課題: 下の年末商戦の売上見通しに関する文章から、「全米小売業協会(NRF)は、」で始まり「億ドルを上回るとの見通しだ。」で終わる部分を、一字一句変えずに書き写してください。

全米小売業協会(NRF)は、2020年の年末商戦の小売売上高(自動車・ガソリンスタンド・外食除く)が3.6-5.2%増の7553億ドルから7667億ドルに達するとの見通しを示し、前年度の4%増を上回る可能性も指摘。アドビ アナリティクスデータによると、感謝祭当日の小売り各社のネット売り上げが前年比21.5%増の51億ドルと過去最高に達した。新型コロナウイルスパンデミックで消費者は旅行や観劇、スポーツ観戦といった娯楽への出費を抑える一方で、今年初めの財政支援なども手伝い、最近のウイルス第2波で若干低下したものの貯蓄率が高水準にあるため購買意欲がかなり高いとみられる。外出が困難な状況下で、特にサイバーマンデーに期待したい。NRFの年末商戦におけるインターネット通販・無店舗の小売売上高予想は20-30%増の2025億-2184億ドル。昨年の1687億ドルを上回るとの見通しだ。

保存された項目
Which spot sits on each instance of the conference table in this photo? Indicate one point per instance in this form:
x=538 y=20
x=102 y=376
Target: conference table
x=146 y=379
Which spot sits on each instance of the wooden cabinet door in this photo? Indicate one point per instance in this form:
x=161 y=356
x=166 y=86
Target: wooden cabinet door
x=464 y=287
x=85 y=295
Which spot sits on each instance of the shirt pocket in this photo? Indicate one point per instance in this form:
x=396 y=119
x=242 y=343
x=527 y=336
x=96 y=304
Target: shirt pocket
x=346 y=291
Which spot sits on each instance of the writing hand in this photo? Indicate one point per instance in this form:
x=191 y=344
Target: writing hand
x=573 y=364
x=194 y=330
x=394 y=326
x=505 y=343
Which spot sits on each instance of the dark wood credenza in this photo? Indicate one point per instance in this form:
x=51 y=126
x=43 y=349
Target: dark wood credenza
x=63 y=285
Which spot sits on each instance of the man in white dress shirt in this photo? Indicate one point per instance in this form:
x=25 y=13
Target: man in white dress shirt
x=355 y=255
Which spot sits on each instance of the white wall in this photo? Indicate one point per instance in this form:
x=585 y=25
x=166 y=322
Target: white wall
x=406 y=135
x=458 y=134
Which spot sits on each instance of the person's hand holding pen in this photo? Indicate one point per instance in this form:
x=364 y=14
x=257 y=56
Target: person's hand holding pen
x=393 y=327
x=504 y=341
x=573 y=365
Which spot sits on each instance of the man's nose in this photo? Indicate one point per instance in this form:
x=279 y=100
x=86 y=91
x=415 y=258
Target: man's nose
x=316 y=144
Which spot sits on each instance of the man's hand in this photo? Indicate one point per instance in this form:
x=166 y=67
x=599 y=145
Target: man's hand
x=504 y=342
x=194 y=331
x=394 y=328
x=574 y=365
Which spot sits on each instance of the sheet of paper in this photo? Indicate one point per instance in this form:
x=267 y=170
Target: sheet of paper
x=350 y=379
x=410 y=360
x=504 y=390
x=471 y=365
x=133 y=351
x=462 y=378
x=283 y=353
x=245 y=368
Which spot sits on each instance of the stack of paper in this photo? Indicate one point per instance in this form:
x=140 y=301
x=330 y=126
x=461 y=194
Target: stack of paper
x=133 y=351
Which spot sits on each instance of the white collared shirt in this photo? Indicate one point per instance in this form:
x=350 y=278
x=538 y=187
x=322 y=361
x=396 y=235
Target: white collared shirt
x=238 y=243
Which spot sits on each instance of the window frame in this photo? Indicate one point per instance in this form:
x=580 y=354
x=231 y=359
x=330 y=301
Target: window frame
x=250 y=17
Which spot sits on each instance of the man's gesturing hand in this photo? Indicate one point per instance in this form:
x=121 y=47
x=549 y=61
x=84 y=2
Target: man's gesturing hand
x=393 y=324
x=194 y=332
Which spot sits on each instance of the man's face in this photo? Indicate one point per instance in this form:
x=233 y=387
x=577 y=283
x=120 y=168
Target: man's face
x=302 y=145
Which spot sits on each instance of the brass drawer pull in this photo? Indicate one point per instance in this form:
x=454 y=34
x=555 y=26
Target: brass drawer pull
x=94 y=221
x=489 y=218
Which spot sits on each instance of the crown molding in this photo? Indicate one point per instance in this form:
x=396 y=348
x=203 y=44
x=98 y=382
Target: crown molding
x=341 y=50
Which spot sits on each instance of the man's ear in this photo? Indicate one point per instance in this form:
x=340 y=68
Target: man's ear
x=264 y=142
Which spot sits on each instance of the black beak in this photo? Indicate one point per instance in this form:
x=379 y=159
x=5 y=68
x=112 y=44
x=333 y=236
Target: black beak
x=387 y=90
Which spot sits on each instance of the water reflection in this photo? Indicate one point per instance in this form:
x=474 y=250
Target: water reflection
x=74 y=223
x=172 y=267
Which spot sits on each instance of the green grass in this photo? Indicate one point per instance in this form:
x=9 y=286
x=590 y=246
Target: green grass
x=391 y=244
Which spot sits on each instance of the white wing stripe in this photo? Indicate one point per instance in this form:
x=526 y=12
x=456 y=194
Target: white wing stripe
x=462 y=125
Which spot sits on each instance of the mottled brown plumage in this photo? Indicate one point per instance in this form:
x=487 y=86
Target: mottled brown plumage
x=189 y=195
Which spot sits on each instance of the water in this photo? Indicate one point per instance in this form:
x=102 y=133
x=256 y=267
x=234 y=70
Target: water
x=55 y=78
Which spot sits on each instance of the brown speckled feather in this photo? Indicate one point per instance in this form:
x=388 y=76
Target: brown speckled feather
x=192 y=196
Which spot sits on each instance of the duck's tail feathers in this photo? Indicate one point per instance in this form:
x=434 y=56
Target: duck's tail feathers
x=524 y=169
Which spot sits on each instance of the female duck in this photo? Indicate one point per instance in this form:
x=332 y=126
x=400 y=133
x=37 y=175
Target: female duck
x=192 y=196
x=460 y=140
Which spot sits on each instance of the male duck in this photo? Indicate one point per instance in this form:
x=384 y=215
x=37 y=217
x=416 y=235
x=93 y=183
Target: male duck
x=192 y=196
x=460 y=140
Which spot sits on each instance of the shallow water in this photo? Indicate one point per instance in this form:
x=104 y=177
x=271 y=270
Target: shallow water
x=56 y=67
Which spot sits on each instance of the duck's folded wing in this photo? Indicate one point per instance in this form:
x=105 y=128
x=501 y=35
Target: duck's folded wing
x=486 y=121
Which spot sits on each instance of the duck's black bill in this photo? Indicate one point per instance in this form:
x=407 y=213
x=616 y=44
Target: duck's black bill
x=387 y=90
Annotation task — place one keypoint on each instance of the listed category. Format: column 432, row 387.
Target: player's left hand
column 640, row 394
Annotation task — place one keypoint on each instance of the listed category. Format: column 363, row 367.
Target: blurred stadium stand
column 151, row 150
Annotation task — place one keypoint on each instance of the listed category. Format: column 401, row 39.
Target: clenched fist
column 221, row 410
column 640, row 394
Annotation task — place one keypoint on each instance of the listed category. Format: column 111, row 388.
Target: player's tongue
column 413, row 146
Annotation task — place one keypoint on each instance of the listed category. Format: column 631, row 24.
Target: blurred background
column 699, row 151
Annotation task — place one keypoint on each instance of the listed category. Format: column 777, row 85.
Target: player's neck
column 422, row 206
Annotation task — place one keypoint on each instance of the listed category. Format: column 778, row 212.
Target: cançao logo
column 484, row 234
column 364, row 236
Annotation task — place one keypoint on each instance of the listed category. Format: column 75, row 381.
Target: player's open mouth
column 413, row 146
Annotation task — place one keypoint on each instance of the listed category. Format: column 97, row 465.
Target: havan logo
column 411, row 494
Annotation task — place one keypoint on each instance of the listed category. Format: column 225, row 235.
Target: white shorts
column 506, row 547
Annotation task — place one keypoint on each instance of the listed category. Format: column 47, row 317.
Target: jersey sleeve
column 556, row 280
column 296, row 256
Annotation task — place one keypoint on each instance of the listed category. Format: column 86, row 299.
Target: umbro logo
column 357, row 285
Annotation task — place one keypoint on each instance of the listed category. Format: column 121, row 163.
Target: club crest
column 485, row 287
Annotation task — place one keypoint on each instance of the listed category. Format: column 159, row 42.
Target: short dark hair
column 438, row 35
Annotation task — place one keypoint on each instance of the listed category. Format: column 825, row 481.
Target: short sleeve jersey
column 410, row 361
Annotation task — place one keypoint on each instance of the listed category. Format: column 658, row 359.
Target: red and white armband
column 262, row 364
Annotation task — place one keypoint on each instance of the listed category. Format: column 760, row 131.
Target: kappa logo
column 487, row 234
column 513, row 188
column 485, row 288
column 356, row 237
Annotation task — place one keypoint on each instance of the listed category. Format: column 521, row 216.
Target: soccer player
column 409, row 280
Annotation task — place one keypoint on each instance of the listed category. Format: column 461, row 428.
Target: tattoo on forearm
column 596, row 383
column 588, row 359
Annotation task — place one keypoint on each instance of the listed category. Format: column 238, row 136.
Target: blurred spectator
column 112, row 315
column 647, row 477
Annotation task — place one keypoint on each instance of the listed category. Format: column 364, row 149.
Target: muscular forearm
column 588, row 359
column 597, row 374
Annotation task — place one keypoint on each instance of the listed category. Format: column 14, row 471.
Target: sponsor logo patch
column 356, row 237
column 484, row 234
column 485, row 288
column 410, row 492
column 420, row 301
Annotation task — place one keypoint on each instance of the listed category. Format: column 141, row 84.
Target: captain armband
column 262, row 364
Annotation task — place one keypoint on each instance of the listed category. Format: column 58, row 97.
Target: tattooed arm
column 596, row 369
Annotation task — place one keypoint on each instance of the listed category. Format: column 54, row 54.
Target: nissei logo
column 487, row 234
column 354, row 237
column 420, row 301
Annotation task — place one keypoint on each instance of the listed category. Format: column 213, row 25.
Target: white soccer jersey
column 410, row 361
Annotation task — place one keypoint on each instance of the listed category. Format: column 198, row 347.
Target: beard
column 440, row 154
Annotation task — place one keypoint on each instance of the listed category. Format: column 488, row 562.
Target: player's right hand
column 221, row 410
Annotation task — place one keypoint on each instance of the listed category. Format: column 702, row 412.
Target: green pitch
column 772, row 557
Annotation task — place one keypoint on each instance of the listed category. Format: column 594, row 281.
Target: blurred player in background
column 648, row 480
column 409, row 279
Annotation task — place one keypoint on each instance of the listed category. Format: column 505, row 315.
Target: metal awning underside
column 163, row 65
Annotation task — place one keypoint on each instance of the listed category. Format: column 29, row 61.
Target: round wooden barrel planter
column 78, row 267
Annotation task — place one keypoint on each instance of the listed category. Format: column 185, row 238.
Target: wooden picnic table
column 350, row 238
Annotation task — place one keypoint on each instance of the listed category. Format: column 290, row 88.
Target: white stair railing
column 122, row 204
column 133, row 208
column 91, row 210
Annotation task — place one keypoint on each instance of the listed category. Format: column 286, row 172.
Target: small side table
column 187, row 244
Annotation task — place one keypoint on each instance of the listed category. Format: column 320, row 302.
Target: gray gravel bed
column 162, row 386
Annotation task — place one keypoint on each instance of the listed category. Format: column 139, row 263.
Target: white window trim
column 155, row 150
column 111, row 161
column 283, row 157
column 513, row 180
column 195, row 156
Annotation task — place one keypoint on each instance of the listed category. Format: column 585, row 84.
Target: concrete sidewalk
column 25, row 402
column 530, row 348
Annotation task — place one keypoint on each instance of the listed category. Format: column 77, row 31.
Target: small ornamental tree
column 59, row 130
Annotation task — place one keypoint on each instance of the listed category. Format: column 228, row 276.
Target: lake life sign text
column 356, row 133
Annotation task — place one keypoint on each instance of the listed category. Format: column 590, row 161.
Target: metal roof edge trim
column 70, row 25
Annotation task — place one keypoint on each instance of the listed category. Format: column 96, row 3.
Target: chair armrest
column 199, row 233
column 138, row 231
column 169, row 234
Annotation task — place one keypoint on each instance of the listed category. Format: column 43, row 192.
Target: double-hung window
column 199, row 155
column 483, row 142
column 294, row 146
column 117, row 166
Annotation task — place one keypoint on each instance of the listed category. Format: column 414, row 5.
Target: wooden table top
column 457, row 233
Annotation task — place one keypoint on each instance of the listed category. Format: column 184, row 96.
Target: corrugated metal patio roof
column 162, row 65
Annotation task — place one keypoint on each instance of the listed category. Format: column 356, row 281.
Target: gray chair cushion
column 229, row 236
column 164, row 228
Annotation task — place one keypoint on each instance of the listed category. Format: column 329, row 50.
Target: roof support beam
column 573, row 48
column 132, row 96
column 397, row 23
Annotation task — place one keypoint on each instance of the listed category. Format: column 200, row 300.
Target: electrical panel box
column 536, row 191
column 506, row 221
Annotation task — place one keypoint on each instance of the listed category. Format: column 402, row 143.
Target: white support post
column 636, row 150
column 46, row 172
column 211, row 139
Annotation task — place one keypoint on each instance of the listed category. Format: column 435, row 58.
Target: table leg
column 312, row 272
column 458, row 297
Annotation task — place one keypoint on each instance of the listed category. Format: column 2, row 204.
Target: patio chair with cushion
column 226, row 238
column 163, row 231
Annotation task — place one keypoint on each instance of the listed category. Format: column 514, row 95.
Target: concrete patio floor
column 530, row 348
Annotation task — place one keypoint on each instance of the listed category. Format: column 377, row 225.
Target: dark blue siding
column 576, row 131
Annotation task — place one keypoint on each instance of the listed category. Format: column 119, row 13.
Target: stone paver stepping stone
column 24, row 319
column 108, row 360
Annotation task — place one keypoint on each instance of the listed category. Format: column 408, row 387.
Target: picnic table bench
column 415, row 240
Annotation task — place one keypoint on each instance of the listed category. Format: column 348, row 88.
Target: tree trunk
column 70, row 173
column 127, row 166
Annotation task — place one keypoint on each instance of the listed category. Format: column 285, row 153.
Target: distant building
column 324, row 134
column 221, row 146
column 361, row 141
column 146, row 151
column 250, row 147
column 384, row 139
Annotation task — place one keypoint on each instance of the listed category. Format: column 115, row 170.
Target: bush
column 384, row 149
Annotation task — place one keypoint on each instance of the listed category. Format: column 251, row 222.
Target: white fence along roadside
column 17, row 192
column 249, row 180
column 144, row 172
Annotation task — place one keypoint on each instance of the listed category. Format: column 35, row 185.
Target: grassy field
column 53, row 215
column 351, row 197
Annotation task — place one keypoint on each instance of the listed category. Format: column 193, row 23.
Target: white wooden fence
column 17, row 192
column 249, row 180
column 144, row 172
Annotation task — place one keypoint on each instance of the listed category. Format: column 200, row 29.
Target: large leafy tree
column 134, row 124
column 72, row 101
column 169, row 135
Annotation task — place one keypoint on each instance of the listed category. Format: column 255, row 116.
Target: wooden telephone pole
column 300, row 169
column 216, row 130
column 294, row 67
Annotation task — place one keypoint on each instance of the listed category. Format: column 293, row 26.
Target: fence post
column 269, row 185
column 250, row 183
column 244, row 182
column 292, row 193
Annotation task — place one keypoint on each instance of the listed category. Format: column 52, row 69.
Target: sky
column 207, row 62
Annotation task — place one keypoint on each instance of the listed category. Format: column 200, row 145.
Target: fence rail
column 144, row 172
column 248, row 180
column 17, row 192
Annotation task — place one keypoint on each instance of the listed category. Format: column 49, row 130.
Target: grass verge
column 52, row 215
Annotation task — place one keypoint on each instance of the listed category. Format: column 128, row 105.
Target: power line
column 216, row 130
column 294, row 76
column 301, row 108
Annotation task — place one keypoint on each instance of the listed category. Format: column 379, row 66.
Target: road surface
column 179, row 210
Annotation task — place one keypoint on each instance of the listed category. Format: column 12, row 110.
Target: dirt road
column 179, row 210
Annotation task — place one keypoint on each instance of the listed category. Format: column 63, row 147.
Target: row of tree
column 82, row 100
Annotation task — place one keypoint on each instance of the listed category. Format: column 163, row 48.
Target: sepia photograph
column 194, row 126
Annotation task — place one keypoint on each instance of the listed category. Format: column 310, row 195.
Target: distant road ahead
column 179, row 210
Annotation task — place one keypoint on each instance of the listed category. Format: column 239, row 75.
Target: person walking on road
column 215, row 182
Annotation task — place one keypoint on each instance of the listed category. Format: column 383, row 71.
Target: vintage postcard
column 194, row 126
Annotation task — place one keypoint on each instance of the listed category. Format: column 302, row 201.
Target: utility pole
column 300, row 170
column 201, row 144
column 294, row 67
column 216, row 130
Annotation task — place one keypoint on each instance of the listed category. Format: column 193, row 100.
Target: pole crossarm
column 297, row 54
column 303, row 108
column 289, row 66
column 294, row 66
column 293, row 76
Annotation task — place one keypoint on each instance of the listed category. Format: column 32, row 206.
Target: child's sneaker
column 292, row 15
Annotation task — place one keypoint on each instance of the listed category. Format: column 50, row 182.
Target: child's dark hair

解答欄:
全米小売業協会(NRF)は、2020年の年末商戦の小売売上高(自動車・ガソリンスタンド・外食除く)が3.6-5.2%増の7553億ドルから7667億ドルに達するとの見通しを示し、前年度の4%増を上回る可能性も指摘。アドビ アナリティクスデータによると、感謝祭当日の小売り各社のネット売り上げが前年比21.5%増の51億ドルと過去最高に達した。新型コロナウイルスパンデミックで消費者は旅行や観劇、スポーツ観戦といった娯楽への出費を抑える一方で、今年初めの財政支援なども手伝い、最近のウイルス第2波で若干低下したものの貯蓄率が高水準にあるため購買意欲がかなり高いとみられる。外出が困難な状況下で、特にサイバーマンデーに期待したい。NRFの年末商戦におけるインターネット通販・無店舗の小売売上高予想は20-30%増の2025億-2184億ドル。昨年の1687億ドルを上回るとの見通しだ。